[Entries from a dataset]
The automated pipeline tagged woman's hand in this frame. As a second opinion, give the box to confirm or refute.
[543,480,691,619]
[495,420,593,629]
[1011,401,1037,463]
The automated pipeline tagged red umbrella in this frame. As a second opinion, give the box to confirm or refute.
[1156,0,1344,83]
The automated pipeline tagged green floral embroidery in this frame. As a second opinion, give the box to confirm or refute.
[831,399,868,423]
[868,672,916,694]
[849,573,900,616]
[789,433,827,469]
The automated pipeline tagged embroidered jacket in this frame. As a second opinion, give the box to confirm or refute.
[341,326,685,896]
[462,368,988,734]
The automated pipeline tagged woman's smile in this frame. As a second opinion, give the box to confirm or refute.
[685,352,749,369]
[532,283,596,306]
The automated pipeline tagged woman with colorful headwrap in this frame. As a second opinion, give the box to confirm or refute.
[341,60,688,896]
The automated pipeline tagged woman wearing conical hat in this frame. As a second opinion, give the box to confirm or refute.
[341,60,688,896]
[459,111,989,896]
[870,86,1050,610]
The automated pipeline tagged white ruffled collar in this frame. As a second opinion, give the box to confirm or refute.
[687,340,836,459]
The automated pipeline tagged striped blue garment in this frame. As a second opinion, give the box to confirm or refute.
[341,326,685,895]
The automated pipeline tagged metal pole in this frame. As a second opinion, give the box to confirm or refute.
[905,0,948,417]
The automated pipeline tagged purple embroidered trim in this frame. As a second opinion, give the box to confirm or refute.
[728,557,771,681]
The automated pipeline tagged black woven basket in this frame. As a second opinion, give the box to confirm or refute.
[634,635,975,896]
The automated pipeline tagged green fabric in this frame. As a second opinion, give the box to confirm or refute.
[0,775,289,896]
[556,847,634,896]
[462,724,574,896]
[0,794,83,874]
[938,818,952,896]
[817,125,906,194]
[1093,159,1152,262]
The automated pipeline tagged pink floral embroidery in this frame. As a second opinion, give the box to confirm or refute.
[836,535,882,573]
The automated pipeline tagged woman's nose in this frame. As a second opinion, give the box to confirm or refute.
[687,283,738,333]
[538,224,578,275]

> Exercise task:
Could you update the records above so that every "second opinion" becomes "independent check", with nothing else altered?

> Response:
The automated pipeline tagged woman's hand in this frame. As a independent check, give the box to confirm or refute.
[543,480,691,619]
[495,420,593,629]
[1011,401,1037,463]
The automated pipeline tagged red umbrella in this frame. As a independent check, give the box to confirm or refute.
[1156,0,1344,83]
The automated pipeline tagged green floral embroidery in this frame. As a independent check, give the box to confirm or refute.
[831,399,868,423]
[868,672,916,694]
[849,573,900,616]
[789,433,827,469]
The automated pipeline tagged embroidered jacket in this frame. As a independent check, give the box to confirm or refute.
[341,326,685,896]
[462,368,988,734]
The automated pipeline tagged woman's smile in this frame. As a independent check, give the box to confirm or refute.
[685,352,749,369]
[532,283,596,306]
The automated pipeline tagged woman with colorful headwrap in this frame. As a independent check, give the box to confirm or refute.
[341,60,688,896]
The automated pipeline tagged woman wearing conical hat in this frame. As a independent check, give the box to confirm or refute.
[341,60,688,896]
[459,111,989,896]
[870,86,1050,610]
The automated pipeline tagged white ruffled collar in this frame. As a independent check, give the box to confirm or refute.
[687,340,836,459]
The automated pipeline tagged striped blue garment in this frame. As a independent check, give the box to confirm or refute.
[341,326,685,895]
The automated pipeline tagged metal pole in this frame. As a independent check, give the box to confirm or refute.
[905,0,948,417]
The automated pipeline tagged purple embroidered trim in this frame. As a independent check, give the box to confirm or refute.
[728,557,771,681]
The automated pipeline tagged black woven basket in this frame. As a independent check, give the box to confirm or refute.
[634,635,975,896]
The automated pipeline tagged green fabric in this frame. As a independent check, give the box to confirm or refute.
[0,775,289,896]
[556,847,634,896]
[462,724,574,896]
[0,794,83,874]
[938,818,952,896]
[817,125,906,194]
[1093,159,1152,262]
The automated pipeline tagged pink floral embroidery in this frame. As a independent check, give the box to confirm or refute.
[836,535,882,573]
The automated pipeline tagged woman's nose in this frame. As a independent check, give the box to confirm or refute.
[687,283,738,333]
[538,224,578,275]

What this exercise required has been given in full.